**** Provided material ****
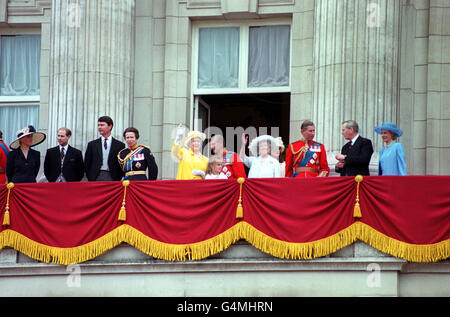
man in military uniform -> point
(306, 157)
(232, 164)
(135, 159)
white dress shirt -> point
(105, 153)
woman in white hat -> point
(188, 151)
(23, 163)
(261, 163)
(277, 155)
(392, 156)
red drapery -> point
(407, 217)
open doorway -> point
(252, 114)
****
**** Provided material ****
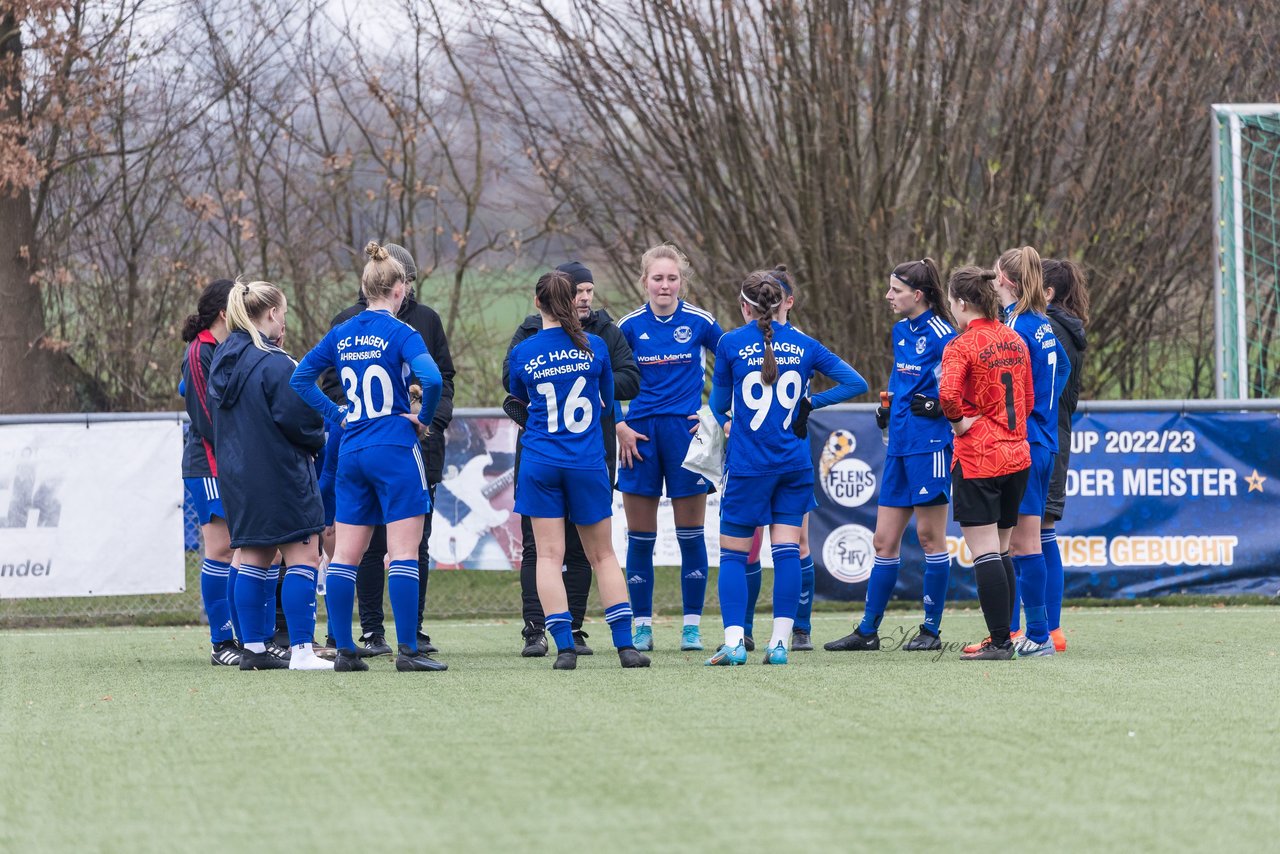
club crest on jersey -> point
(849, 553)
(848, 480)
****
__Task goal__
Count the lines in the data above that contain the word "point" and reply with only that number.

__Task result__
6